» **Task**
Tally the lines below that contain the word "query", then give the tally alone.

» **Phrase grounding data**

-*-

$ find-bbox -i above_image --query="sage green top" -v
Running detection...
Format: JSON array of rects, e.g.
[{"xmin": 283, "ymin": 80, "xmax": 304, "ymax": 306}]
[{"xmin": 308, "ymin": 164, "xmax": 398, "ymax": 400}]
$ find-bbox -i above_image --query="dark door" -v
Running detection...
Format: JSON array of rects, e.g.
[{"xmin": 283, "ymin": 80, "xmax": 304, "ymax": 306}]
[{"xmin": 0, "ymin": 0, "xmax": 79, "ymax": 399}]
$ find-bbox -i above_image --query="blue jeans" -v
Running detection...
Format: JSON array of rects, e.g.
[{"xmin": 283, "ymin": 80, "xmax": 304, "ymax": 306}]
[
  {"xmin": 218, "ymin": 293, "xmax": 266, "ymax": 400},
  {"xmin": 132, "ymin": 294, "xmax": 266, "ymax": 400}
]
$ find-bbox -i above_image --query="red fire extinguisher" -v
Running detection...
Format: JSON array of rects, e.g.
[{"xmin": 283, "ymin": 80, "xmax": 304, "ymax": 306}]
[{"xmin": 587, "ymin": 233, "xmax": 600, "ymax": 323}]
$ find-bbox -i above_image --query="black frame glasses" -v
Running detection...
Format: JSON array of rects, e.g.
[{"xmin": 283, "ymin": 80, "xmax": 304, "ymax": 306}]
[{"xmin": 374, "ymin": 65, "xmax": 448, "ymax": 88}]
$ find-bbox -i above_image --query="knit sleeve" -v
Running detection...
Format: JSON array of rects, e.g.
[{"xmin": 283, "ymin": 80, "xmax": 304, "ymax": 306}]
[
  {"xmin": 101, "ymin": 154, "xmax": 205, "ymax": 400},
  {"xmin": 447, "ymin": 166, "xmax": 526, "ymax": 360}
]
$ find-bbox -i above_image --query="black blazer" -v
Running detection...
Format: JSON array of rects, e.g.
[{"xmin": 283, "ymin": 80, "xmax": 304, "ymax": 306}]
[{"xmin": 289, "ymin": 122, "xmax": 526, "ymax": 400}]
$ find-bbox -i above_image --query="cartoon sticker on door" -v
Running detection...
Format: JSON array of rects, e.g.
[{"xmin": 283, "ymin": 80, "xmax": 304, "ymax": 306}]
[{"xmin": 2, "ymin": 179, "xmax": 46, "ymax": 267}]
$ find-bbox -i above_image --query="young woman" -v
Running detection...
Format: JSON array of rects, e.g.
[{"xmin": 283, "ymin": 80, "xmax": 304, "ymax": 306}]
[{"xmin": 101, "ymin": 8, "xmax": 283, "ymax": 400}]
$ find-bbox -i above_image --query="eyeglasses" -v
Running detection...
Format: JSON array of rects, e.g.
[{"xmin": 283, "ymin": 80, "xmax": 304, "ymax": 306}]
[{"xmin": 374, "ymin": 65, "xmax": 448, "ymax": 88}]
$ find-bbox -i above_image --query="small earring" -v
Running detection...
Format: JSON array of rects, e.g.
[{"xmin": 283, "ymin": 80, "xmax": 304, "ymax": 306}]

-*-

» **Reply**
11